# Exercise goal
Which lines of the data below include the string "blurred"? Return each of them.

Records contained in a dataset
-*-*-

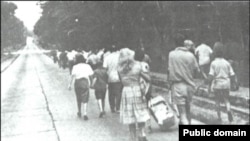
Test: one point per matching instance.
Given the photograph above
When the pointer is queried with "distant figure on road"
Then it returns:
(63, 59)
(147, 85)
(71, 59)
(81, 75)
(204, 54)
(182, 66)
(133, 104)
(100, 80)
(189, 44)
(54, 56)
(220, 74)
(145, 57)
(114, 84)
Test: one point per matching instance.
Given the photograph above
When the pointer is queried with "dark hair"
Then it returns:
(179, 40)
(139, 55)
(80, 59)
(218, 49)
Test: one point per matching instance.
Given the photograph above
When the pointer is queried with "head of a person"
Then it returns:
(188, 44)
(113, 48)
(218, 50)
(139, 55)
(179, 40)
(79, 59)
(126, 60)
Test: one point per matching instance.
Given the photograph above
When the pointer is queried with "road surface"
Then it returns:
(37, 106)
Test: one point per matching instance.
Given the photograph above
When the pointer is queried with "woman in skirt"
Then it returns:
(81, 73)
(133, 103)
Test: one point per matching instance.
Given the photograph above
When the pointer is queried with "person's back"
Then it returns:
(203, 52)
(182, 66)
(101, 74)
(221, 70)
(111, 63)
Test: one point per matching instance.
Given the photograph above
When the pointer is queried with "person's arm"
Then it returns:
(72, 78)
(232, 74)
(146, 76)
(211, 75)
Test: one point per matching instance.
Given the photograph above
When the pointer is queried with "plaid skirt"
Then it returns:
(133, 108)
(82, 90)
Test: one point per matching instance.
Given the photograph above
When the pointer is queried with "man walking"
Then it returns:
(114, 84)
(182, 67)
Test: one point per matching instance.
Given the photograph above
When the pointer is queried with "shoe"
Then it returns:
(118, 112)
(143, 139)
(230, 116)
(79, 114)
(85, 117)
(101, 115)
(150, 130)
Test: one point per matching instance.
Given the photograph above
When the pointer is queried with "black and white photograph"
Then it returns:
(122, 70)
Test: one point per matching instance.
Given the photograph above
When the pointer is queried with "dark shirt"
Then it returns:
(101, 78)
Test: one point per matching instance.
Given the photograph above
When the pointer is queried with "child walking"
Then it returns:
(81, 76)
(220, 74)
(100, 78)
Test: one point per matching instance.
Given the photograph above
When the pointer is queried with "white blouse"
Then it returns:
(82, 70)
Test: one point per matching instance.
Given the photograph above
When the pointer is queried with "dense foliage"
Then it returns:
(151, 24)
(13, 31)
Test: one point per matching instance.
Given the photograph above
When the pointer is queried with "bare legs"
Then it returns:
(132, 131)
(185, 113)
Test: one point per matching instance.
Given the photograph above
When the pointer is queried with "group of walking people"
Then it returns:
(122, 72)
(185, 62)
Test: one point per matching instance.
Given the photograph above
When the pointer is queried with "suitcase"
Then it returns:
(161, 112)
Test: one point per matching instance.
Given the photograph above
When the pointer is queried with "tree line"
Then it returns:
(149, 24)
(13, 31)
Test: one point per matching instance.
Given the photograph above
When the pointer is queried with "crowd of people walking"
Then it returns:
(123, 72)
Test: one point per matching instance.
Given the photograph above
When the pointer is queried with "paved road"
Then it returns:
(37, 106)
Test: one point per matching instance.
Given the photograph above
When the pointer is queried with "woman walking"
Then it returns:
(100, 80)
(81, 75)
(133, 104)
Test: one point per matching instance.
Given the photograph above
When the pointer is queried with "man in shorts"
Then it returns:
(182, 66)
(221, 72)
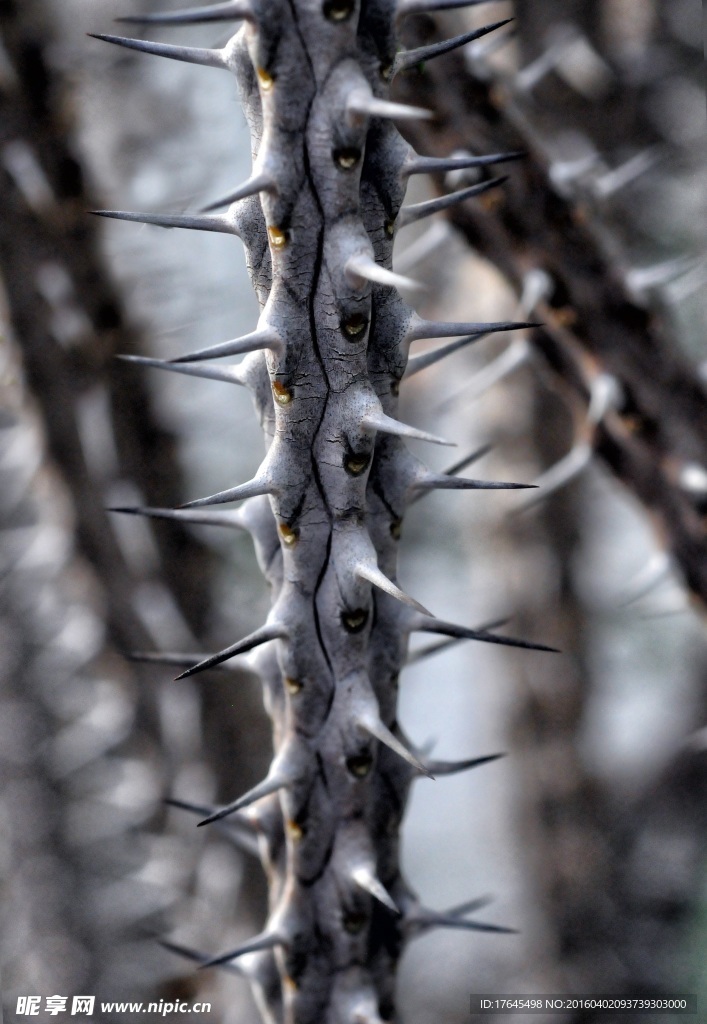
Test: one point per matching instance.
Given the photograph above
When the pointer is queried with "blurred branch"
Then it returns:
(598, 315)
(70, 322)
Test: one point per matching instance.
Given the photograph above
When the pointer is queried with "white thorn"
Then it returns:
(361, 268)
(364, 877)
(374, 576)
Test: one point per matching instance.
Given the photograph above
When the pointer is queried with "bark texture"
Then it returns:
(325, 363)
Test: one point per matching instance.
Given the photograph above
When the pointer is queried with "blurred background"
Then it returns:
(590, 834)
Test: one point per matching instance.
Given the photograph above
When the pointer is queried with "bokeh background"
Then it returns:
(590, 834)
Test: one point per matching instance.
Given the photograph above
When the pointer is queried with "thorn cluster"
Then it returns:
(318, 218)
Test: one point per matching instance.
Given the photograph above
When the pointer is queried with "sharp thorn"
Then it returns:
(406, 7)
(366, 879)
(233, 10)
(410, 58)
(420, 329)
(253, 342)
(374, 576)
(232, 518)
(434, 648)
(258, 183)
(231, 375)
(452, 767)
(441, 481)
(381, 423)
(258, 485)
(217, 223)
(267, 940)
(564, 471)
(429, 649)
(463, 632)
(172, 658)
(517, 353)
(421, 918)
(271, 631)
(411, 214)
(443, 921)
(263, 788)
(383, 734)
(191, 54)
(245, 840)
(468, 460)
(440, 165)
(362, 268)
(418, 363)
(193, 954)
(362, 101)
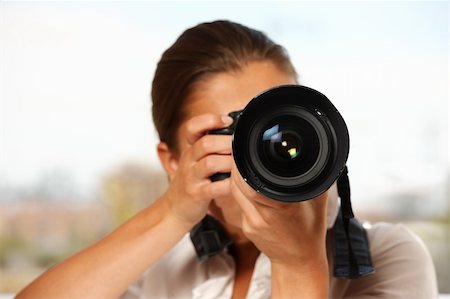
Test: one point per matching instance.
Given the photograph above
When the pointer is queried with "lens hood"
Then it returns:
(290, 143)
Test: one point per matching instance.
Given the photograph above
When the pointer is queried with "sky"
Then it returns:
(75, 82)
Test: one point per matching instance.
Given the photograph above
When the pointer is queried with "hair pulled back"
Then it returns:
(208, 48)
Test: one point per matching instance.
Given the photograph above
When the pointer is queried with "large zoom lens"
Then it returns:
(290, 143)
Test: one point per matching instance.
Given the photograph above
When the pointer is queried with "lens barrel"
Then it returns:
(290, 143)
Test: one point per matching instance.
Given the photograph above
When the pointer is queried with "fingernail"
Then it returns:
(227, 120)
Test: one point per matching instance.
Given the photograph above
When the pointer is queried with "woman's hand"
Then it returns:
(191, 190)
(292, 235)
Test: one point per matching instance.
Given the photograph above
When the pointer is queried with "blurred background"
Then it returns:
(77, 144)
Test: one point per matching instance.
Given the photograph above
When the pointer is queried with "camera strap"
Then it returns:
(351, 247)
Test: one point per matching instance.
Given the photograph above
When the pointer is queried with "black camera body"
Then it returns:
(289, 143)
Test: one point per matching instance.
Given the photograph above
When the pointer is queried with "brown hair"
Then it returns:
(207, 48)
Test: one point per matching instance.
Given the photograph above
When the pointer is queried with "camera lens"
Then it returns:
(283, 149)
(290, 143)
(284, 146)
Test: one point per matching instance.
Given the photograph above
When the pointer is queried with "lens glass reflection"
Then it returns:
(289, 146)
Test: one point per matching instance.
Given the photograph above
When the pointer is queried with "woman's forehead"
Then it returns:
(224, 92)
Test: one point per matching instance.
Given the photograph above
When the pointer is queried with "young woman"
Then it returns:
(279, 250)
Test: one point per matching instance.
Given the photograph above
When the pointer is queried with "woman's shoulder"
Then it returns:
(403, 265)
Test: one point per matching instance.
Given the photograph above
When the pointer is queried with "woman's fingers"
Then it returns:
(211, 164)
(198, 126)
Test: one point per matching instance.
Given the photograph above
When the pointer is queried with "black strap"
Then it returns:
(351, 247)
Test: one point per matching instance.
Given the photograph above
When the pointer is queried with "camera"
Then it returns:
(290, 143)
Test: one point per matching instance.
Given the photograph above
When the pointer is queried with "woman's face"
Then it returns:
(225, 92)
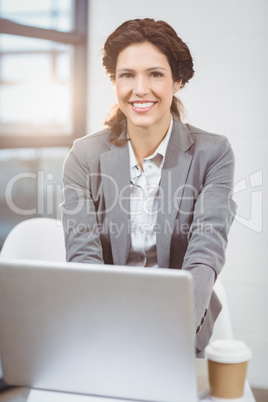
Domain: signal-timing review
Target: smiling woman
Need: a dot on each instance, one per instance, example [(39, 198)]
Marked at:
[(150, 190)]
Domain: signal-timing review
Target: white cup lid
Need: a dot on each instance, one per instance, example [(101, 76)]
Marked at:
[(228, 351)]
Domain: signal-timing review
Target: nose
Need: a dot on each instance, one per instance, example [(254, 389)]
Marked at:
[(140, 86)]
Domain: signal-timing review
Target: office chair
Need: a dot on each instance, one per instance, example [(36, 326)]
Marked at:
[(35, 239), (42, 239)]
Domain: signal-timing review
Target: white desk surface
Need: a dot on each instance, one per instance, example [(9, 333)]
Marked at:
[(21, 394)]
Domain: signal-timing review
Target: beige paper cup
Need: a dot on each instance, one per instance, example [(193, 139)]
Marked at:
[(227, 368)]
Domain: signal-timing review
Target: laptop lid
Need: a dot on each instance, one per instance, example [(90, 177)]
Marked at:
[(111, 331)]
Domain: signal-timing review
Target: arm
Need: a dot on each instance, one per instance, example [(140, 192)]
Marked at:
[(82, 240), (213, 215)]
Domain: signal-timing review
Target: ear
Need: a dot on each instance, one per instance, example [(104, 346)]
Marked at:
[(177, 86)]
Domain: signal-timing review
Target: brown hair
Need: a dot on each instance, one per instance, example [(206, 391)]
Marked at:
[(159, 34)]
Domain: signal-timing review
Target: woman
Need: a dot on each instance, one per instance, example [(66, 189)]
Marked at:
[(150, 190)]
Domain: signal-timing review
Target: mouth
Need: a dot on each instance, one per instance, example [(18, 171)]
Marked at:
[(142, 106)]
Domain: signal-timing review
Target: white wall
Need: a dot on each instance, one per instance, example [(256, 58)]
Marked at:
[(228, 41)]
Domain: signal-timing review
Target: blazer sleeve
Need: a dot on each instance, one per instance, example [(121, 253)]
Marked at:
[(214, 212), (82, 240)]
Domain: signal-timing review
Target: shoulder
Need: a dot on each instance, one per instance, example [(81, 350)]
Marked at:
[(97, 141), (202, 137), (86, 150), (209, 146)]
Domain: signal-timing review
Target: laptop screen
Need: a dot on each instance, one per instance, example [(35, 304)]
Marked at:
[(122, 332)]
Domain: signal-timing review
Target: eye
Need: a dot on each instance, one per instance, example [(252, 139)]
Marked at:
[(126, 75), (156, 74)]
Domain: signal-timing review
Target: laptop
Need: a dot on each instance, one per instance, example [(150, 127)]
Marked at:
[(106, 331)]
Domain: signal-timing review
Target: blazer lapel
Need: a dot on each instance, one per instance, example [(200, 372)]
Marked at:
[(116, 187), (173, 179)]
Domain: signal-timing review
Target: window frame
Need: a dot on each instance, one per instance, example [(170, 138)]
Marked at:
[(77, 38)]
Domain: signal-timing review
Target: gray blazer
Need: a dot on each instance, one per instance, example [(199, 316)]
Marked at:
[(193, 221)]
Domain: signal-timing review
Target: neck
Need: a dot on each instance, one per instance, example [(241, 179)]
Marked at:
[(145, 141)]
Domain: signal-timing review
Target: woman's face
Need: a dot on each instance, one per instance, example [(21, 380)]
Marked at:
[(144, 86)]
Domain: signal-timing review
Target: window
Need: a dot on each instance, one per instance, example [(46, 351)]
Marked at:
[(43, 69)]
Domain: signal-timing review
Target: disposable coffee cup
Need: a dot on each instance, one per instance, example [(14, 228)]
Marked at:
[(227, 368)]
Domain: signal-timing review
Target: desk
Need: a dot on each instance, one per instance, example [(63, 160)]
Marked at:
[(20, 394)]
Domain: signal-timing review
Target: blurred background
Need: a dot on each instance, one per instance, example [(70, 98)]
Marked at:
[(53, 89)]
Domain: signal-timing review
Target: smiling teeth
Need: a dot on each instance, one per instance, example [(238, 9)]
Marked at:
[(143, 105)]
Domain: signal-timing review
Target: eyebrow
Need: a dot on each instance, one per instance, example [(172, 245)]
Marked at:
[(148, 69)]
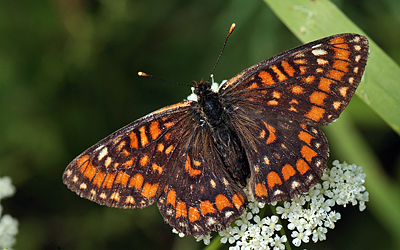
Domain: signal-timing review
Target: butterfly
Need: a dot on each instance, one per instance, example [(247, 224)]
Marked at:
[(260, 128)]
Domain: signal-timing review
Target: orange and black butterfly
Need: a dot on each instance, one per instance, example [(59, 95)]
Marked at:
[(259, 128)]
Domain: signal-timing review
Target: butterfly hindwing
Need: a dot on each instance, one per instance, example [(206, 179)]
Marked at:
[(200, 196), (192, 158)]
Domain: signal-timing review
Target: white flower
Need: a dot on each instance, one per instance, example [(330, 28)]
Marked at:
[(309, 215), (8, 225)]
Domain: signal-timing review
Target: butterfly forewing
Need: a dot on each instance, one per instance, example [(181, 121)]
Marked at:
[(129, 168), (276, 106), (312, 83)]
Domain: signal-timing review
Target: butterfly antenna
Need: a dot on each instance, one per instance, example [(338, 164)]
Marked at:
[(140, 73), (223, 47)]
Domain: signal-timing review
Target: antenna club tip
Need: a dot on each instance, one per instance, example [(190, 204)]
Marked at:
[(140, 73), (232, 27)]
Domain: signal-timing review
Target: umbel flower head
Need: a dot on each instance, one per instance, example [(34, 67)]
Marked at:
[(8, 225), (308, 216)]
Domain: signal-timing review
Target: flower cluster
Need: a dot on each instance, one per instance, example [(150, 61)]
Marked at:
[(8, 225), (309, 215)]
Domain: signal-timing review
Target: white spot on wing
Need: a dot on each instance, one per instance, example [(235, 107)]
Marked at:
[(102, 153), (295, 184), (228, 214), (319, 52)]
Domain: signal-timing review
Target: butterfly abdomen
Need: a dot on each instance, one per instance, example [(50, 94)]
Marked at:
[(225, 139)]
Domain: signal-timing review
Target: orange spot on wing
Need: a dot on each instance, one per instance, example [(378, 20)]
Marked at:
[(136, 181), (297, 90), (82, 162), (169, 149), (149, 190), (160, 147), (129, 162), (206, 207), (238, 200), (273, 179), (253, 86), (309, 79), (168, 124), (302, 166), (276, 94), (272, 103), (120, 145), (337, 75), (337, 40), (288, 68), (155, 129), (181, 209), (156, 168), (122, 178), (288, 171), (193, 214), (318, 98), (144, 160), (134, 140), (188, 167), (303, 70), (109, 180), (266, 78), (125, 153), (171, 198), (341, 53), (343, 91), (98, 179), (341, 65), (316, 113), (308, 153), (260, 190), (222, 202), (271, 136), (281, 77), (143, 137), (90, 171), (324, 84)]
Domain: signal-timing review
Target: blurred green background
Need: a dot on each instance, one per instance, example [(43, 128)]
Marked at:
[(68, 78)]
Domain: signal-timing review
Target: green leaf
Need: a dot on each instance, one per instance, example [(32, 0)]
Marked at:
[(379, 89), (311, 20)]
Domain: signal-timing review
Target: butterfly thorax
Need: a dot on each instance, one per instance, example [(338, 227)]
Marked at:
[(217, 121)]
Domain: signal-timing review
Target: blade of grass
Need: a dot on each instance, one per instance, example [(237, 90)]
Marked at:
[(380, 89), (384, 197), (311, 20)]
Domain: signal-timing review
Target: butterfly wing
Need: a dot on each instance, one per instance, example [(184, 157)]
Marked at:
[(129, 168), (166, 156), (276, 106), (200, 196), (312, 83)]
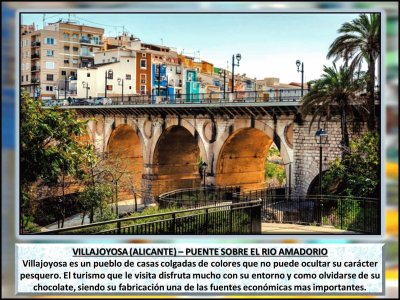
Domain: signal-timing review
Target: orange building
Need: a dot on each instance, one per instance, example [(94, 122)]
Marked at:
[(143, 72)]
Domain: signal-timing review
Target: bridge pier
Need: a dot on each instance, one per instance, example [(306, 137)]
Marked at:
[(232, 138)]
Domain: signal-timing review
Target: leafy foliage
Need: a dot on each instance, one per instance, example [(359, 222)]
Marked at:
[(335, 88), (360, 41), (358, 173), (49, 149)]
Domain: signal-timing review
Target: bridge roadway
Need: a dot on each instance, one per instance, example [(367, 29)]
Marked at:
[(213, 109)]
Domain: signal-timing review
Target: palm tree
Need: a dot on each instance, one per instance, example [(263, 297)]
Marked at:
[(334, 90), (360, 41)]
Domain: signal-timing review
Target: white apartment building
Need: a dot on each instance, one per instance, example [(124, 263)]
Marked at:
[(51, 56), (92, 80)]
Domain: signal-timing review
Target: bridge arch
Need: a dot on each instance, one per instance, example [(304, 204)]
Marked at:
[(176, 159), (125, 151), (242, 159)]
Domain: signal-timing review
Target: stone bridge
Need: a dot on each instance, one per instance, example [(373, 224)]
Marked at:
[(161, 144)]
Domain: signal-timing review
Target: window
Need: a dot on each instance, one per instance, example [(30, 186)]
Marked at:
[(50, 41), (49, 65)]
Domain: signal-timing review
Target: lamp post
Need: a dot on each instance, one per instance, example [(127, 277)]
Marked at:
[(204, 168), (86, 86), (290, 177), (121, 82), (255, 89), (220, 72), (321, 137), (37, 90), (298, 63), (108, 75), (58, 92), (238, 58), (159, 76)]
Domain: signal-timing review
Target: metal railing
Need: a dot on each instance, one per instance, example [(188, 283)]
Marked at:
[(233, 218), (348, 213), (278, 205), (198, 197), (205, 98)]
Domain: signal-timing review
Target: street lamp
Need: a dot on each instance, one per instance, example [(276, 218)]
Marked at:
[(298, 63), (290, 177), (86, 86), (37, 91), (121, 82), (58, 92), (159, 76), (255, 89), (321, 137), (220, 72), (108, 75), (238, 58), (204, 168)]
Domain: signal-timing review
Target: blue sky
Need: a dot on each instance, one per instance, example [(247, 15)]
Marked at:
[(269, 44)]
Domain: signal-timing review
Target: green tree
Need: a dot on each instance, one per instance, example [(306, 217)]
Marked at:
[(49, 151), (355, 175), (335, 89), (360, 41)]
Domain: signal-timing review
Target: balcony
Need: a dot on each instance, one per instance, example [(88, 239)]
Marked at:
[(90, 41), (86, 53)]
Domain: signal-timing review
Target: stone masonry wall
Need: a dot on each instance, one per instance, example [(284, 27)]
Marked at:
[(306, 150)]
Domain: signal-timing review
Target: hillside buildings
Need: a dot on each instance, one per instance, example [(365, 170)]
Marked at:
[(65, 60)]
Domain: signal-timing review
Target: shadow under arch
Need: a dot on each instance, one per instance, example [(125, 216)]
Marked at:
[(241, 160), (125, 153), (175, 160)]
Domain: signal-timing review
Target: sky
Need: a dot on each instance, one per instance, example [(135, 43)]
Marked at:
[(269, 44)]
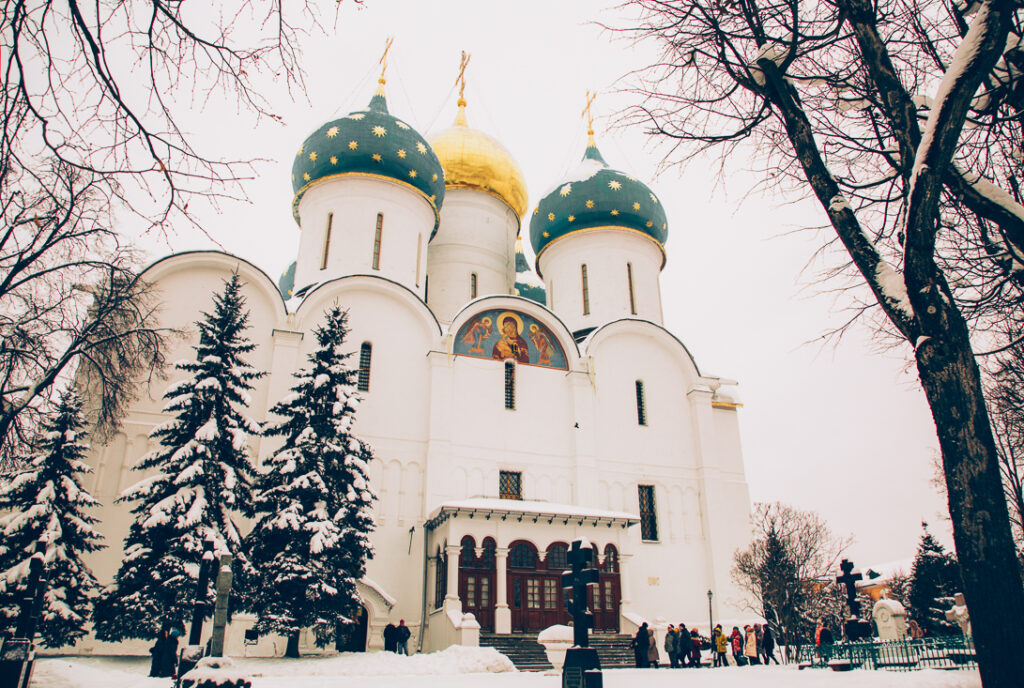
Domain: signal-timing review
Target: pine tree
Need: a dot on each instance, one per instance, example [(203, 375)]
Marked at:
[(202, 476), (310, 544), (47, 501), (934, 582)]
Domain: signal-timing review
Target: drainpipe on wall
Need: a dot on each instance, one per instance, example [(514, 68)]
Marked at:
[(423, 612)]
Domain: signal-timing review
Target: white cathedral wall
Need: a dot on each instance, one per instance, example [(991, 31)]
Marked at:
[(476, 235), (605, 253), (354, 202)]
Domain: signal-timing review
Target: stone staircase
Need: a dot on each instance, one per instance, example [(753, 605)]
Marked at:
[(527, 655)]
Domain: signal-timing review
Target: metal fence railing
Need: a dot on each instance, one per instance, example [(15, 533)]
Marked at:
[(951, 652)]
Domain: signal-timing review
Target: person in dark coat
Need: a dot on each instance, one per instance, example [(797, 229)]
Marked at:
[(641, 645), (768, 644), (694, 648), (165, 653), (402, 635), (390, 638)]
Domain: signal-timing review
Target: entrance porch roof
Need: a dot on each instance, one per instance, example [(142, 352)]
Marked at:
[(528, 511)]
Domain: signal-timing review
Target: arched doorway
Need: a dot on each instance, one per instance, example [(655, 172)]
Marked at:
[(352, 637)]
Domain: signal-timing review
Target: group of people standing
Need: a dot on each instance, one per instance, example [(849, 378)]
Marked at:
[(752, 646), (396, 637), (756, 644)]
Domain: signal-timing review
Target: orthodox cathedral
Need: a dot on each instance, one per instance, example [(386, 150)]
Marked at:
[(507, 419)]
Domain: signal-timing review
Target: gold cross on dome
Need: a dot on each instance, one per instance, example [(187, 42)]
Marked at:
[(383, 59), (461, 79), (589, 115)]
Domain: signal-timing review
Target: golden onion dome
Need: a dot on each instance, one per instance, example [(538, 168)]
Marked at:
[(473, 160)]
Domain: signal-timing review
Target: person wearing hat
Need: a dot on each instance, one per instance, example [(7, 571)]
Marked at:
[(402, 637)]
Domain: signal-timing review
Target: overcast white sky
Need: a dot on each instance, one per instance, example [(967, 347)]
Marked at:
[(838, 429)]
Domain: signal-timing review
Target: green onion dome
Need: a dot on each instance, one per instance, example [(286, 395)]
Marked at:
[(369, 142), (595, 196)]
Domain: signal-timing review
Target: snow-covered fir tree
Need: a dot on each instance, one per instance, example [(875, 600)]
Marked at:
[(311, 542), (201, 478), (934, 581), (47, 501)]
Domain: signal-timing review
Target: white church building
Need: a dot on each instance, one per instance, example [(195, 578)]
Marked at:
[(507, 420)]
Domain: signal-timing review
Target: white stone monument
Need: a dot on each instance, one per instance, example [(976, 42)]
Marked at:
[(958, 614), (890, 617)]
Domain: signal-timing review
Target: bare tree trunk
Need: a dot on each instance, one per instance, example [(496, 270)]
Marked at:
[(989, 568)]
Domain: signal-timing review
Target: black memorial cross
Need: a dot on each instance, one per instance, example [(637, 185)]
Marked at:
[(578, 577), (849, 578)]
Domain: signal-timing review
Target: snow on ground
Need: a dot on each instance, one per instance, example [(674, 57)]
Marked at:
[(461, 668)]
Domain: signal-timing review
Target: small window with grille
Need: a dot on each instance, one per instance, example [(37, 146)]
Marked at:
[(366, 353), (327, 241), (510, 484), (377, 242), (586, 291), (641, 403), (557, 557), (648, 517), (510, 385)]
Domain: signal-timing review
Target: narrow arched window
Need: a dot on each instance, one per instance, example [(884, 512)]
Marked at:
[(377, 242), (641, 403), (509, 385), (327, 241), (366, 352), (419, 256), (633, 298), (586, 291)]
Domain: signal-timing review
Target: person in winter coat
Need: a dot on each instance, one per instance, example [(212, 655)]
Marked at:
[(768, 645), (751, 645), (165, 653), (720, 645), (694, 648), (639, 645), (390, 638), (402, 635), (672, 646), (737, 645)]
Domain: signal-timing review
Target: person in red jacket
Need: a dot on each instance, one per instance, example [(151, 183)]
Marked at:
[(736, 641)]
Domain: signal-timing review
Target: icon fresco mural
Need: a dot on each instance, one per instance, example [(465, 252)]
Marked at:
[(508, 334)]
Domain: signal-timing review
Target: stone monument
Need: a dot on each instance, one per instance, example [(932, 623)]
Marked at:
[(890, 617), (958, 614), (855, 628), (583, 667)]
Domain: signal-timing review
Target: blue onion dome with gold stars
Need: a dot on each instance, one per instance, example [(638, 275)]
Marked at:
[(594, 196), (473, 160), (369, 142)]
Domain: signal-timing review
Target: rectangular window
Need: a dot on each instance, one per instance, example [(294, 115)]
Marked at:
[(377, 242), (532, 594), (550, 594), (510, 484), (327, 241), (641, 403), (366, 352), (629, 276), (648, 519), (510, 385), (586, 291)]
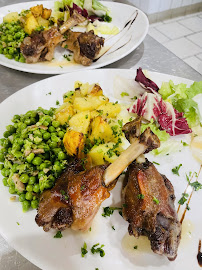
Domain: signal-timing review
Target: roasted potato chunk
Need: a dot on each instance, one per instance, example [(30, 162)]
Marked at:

-*-*-

# Exercise response
When the pointer is queried with "blurred branch"
When the pointer is queried with "blurred background"
When the pointer is queried with "blurred background"
Target: blurred background
Target: blurred green background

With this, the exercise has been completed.